§ **DATA SUPPLIED**:
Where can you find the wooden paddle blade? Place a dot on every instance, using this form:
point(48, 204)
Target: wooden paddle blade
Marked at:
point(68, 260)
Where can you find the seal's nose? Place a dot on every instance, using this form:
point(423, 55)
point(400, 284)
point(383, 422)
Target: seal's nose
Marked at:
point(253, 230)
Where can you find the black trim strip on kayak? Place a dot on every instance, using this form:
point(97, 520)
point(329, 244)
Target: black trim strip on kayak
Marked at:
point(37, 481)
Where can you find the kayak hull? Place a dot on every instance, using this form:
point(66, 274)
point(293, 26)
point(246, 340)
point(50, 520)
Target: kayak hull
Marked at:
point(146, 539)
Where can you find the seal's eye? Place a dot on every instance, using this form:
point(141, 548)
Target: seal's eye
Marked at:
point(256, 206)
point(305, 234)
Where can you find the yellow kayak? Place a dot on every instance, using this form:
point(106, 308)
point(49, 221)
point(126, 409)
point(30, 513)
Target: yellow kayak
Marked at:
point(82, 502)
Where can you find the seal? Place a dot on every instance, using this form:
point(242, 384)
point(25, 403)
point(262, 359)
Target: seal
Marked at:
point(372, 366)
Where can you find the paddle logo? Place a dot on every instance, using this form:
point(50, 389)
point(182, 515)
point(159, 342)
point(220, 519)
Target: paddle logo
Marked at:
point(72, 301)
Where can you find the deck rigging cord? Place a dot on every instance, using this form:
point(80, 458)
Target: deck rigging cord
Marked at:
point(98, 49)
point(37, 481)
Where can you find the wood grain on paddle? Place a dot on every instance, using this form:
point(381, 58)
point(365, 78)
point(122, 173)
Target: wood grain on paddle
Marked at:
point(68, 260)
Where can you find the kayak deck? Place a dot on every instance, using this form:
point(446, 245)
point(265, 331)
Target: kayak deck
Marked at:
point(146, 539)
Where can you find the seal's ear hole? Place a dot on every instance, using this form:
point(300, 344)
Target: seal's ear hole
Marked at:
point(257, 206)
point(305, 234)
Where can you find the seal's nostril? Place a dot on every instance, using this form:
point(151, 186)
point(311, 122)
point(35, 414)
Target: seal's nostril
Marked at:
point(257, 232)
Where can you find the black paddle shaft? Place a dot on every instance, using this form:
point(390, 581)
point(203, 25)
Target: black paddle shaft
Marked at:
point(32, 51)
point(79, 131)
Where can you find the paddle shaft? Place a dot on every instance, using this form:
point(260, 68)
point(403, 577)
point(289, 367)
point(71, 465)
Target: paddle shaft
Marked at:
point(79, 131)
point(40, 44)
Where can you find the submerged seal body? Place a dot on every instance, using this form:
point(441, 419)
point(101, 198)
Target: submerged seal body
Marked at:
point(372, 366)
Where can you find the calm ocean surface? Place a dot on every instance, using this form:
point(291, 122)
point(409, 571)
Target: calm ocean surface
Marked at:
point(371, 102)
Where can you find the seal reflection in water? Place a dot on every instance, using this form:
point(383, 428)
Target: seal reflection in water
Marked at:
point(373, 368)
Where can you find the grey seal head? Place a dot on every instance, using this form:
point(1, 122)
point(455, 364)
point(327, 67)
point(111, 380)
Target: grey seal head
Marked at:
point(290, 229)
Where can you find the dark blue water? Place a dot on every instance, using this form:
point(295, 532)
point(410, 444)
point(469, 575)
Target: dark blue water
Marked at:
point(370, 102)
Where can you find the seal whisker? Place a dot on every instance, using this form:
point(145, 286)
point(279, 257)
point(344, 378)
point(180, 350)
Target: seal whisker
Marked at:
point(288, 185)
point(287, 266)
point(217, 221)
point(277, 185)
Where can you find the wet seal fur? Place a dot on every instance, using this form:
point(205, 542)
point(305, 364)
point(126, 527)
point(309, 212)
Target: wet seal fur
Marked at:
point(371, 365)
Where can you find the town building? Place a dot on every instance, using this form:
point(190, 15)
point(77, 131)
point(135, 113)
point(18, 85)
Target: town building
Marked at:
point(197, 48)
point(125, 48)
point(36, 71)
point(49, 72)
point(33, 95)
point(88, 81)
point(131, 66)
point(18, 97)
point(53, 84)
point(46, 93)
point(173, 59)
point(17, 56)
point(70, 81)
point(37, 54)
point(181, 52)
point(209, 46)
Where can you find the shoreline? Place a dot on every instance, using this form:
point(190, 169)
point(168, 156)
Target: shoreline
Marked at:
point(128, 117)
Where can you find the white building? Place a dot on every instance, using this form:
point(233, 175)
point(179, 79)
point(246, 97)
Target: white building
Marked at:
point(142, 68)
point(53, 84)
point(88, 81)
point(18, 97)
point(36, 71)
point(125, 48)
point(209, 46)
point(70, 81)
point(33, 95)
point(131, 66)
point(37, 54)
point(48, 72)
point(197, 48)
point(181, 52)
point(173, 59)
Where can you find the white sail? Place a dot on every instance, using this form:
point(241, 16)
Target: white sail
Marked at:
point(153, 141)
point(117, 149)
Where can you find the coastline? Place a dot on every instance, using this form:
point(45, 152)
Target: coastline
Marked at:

§ **SET TASK**:
Write out all the records again, putting "Put a point on each occurrence" wherever "Place a dot on every instance" appears and leaving everything else unchanged.

§ **RESULT FOR THIS TASK**:
Where can you find the wooden paddle blade? Put a point on each occurrence, using this form:
point(48, 204)
Target: wooden paddle blade
Marked at:
point(68, 260)
Where can you find the seal's nose? Put a point on each occurrence, using this form:
point(423, 55)
point(400, 284)
point(383, 422)
Target: seal's nose
Marked at:
point(253, 230)
Where can you find the black trim strip on kayak? Put a point on each occurrence, using this form:
point(97, 520)
point(329, 244)
Target: black trim strip on kayak
Marked at:
point(37, 481)
Where can you find the kayak hull? Put a point on each occurrence, using this form:
point(66, 274)
point(293, 26)
point(246, 340)
point(50, 520)
Target: kayak hull
Marked at:
point(146, 539)
Where can you find the seal's eye? Put a point on each occurrence, using this form:
point(141, 548)
Target: seal's eye
Marked at:
point(256, 206)
point(305, 234)
Where can you find the yellow kayak? Put a point on each occurrence, using this form:
point(106, 308)
point(49, 221)
point(126, 409)
point(30, 513)
Target: yellow kayak
Marked at:
point(82, 502)
Where can you find the seal? Put a point on each occurrence, using this form:
point(242, 384)
point(25, 403)
point(262, 359)
Target: seal
Marked at:
point(372, 366)
Where can you find the paddle logo? Put a point on each occurrence, using this form:
point(50, 389)
point(182, 515)
point(159, 342)
point(220, 519)
Target: paddle logo
Marked at:
point(72, 301)
Where can you find the deck rigging cord? Put a point on each occurrence, using this form:
point(80, 458)
Target: deck rigging cord
Marked at:
point(98, 49)
point(37, 481)
Where can you find the wood grain on paddle? Put a point on each occurrence, using this form:
point(381, 58)
point(365, 78)
point(122, 173)
Target: wood grain on paddle
Marked at:
point(68, 260)
Where can you find the kayak deck? Put a point on each occurrence, using this form:
point(446, 245)
point(265, 331)
Target: kayak deck
Marked at:
point(146, 539)
Where can you find the seal's ear hole? Put a point on each occurrence, using this form:
point(300, 344)
Target: seal's ear hole
Marked at:
point(257, 206)
point(305, 234)
Where can you find the seal's nostril? Put a point on each occurrence, using this form:
point(151, 186)
point(311, 122)
point(35, 414)
Target: seal's nostril
Marked at:
point(257, 232)
Where can you find the black paddle shaft? Put a point on each occurrence, using this form:
point(390, 581)
point(203, 25)
Target: black paddle shaft
Marked at:
point(32, 51)
point(79, 131)
Where can you find the paddle shaft? Put a point on each occurrence, using this form:
point(260, 68)
point(403, 577)
point(289, 367)
point(71, 465)
Target: paddle shaft
Marked at:
point(79, 131)
point(40, 44)
Where can you find the submerged seal body? Put a point on each occurrence, using this form:
point(441, 419)
point(101, 198)
Target: submerged seal body
Marked at:
point(372, 366)
Where can you find the calm ocean surface? Put a point on each occurrence, using this form:
point(291, 122)
point(409, 571)
Target: calm ocean surface
Marked at:
point(371, 102)
Where can you find the seal reflection in water? Put a point on each occurrence, using this form:
point(383, 428)
Target: seal reflection in water
Marked at:
point(373, 368)
Where can you find the grey seal head? Put a point on each occurrence, using this form:
point(1, 122)
point(455, 364)
point(327, 67)
point(111, 380)
Target: grey seal head
Marked at:
point(290, 229)
Where can you find the dark blue water? Put a point on each occurrence, using this form:
point(295, 532)
point(410, 444)
point(469, 575)
Target: dark blue water
Marked at:
point(370, 102)
Where can you find the seal whisker? Put a point on each occurrence, using this form:
point(145, 286)
point(279, 257)
point(344, 378)
point(180, 350)
Target: seal whisker
Marked at:
point(288, 185)
point(287, 266)
point(217, 221)
point(277, 185)
Where can you find the wet seal fur? Put a point on each occurrence, using this form:
point(205, 542)
point(305, 364)
point(126, 527)
point(309, 212)
Target: wet seal fur
Marked at:
point(371, 365)
Where can you find the town building? Put a point on each occurrence, using this form:
point(190, 15)
point(77, 131)
point(135, 113)
point(18, 85)
Target: town building
Marked at:
point(197, 48)
point(125, 48)
point(36, 71)
point(49, 72)
point(33, 95)
point(88, 81)
point(131, 66)
point(18, 97)
point(53, 84)
point(46, 93)
point(173, 59)
point(17, 56)
point(70, 81)
point(37, 54)
point(181, 52)
point(209, 46)
Where can you find the shoreline? Put a point on each occurrence, using this form:
point(190, 169)
point(168, 156)
Target: shoreline
Marked at:
point(128, 117)
Where can you find the white building? Put a point on each occurrence, using this form:
point(233, 175)
point(179, 79)
point(246, 97)
Target: white building
Marked at:
point(142, 68)
point(53, 84)
point(88, 81)
point(18, 97)
point(36, 71)
point(125, 48)
point(209, 46)
point(70, 81)
point(33, 95)
point(131, 66)
point(37, 54)
point(48, 72)
point(197, 48)
point(181, 52)
point(173, 59)
Where can you find the white sail? Put a point on each occurrence, using this form:
point(241, 16)
Target: white sail
Marked at:
point(153, 141)
point(117, 149)
Where can you find the coastline? Put a point on each occurrence, using this form:
point(45, 152)
Target: coastline
Marked at:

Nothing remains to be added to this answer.